→ Written task 1
In the listing, rewrite everything from its first line down to the line containing "M126 45L125 44L123", replacing "fingernail" with "nail" and keeping all else as it is. Leave the pictures out of your answer.

→ Extracted text
»»
Services share many fields with jobs (image, command, script, args, env, cwd, mounts, files, resource, depends-on, multinode). See the jobs section for details on these common fields. Service-specific fields are:

Important: A multinode service is not designed to run multiple identical instances of a service with load-balanced client connections. It is intended for distributed services (e.g., MPI-based, vLLM cluster …), where the endpoint is served exclusively on rank 0. Clients always connect to rank 0, which coordinates with the other instances internally.
  • <service-name>: Arbitrary name identifying this service. Must be a valid DNS subdomain and must be unique within a workflow.
  • network (optional): Network configuration for service exposure. If present and the list of exposed ports is not empty, service is run inside its own (isolated) network namespace.
    • host (optional): If true, service serves on the host network namespace.
    • ports: List of ports the service listens on
      • name: Identifier for this port (used in endpoints)
      • port: Port number (1-65535)
««
→ Written task 2
Do these statements agree with the passage on services? (a) Services and jobs share the env field. (b) A multinode service is designed to spread client connections across identical instances. (c) A port number can be anywhere from 1 to 65535.

→ Records provided
»»
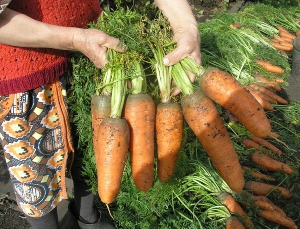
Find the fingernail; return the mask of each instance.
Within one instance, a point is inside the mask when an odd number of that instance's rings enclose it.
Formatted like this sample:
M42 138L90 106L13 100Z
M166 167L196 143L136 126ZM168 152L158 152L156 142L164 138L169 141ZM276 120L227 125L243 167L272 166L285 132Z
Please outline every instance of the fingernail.
M162 62L165 65L168 65L170 64L170 60L168 58L164 58L162 60Z
M126 45L125 44L123 44L122 46L122 50L123 51L127 51L127 45Z

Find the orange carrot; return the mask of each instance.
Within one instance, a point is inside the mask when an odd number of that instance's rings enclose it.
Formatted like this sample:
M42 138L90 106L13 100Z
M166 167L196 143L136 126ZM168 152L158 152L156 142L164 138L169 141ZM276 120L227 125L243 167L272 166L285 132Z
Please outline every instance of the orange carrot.
M97 136L101 145L96 162L98 192L101 201L108 206L120 191L129 145L129 127L125 119L106 118Z
M248 87L251 87L251 88L252 89L256 90L262 92L268 97L270 98L272 100L276 101L279 104L285 105L289 103L288 101L285 100L282 97L263 87L259 87L255 84L251 84L248 86Z
M245 229L243 224L237 218L231 216L226 219L226 229Z
M257 60L256 63L261 66L266 71L274 73L282 74L284 73L285 70L280 67L272 64L269 62L264 61L262 60Z
M244 189L257 195L266 196L271 192L275 191L279 192L283 197L287 199L292 196L292 193L283 187L278 187L256 181L247 181L245 184Z
M260 90L261 92L264 93L265 94L267 95L269 97L272 99L273 100L276 101L280 104L288 104L289 102L288 101L285 100L282 97L278 96L274 92L271 92L270 90L268 90L266 88L260 88Z
M262 83L264 86L269 90L273 89L275 91L281 91L281 88L278 85L278 83L268 80L258 73L255 74L254 79L255 79L255 82L256 83Z
M241 217L242 222L246 228L248 229L255 228L253 223L245 211L230 194L223 193L219 195L218 198L222 205L226 207L229 212Z
M242 143L245 145L245 146L248 149L259 148L260 146L259 144L257 144L256 142L248 138L243 139L241 141Z
M285 29L285 28L284 28L283 27L282 27L282 26L281 26L280 25L277 25L276 26L276 28L277 29L278 29L279 31L282 31L285 32L287 32L287 33L289 33L289 31L287 29Z
M232 190L241 191L243 170L213 102L197 90L184 97L181 105L183 116L219 174Z
M273 111L274 110L274 107L270 102L273 101L273 100L270 97L250 86L246 87L246 89L250 92L264 110L266 111Z
M287 164L274 160L269 156L261 153L259 150L256 150L252 154L251 159L254 163L269 171L273 172L281 171L288 175L294 173L293 169Z
M252 140L252 141L254 141L255 142L256 142L257 144L259 144L261 146L263 146L266 149L272 150L273 152L275 153L277 153L277 154L282 154L282 151L280 149L276 147L273 144L270 143L268 141L263 138L262 138L261 137L252 135L252 136L250 138L250 140Z
M273 203L264 196L254 196L245 191L237 195L234 194L234 196L238 196L238 203L247 207L258 207L266 210L273 210L275 208Z
M267 137L271 125L264 109L234 77L210 68L200 76L200 88L210 98L228 110L253 134Z
M250 174L254 177L257 179L260 179L266 181L276 181L276 179L273 177L270 177L266 174L261 173L258 171L256 171L253 169L247 166L243 166L243 168L245 170L245 172L247 173Z
M159 104L155 122L157 175L160 182L166 182L174 172L181 145L183 129L181 107L177 103Z
M147 94L129 95L123 116L130 128L130 163L133 180L146 192L153 183L155 104Z
M285 40L283 39L281 36L274 36L274 40L278 41L286 41Z
M277 49L280 49L287 52L292 52L293 50L292 45L288 45L287 44L282 41L279 41L278 42L272 42L271 43L272 44L272 45Z
M285 37L291 39L294 39L296 37L295 35L293 35L289 32L285 32L284 31L281 31L279 32L279 36L281 37Z
M99 151L97 148L97 132L100 124L103 120L110 114L111 96L97 95L95 93L91 101L91 113L92 116L92 128L93 129L93 143L95 153L95 161L97 161Z
M264 210L258 212L258 215L272 222L276 223L291 229L297 229L298 227L291 218L282 216L280 213L274 210Z
M236 22L233 23L233 24L230 24L229 26L229 27L231 29L235 28L240 28L243 27L243 25L241 24L240 22Z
««
→ Right answer 1
Find the nail; return the mask of each instance.
Within one instance, a point is inside the mask when an odd number of that instance's rings enclose it.
Formatted like this sample:
M42 138L90 106L13 100Z
M166 167L196 143L136 126ZM168 152L158 152L156 142L164 138L169 141ZM276 120L227 125L243 167L272 166L285 132Z
Please outline every instance of the nail.
M162 62L165 65L168 65L170 64L170 60L168 58L164 58L162 60Z
M126 45L125 44L123 44L122 46L122 50L123 51L127 51L127 45Z

→ Right answer 2
(a) Yes: "Services share many fields with jobs (image, command, script, args, env, cwd, mounts, files, resource, depends-on, multinode)."
(b) No: "A multinode service is not designed to run multiple identical instances of a service with load-balanced client connections."
(c) Yes: "port: Port number (1-65535)"